#### REQUIRED WORK:
Please change "drop a marker" to "place a pin" throughout the entries below, then write all the entries out again with nothing else altered.

[Object pointing dataset entries]

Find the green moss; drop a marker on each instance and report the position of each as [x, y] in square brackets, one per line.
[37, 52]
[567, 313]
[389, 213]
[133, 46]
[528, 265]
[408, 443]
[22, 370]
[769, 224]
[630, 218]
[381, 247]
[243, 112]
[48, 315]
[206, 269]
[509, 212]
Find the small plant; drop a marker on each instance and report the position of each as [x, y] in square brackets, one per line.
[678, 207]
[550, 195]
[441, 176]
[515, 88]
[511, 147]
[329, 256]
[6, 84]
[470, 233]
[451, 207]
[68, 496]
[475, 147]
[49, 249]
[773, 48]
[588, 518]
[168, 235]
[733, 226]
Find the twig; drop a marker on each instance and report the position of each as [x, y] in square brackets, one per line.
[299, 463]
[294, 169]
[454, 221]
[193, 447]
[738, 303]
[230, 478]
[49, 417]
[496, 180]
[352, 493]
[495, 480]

#### WRITTEN SOLUTION:
Find the green moss; place a pin on each instance and report the position of each as [x, y] in square brackets, one per line.
[37, 52]
[567, 313]
[389, 213]
[133, 46]
[528, 265]
[408, 443]
[22, 370]
[769, 224]
[630, 218]
[381, 247]
[243, 112]
[48, 315]
[206, 269]
[509, 212]
Find the small plant; place a pin on each instance and report the position of each as [x, y] in square brackets, one per line.
[678, 207]
[550, 195]
[441, 176]
[515, 88]
[511, 147]
[329, 256]
[6, 84]
[470, 233]
[451, 207]
[68, 496]
[475, 147]
[49, 249]
[773, 48]
[588, 518]
[168, 235]
[733, 226]
Find the twig; place a pin on each instance and report the position of each as [x, y] in square brackets, one per line.
[299, 463]
[294, 169]
[454, 221]
[193, 447]
[738, 303]
[230, 478]
[49, 417]
[496, 180]
[352, 493]
[495, 480]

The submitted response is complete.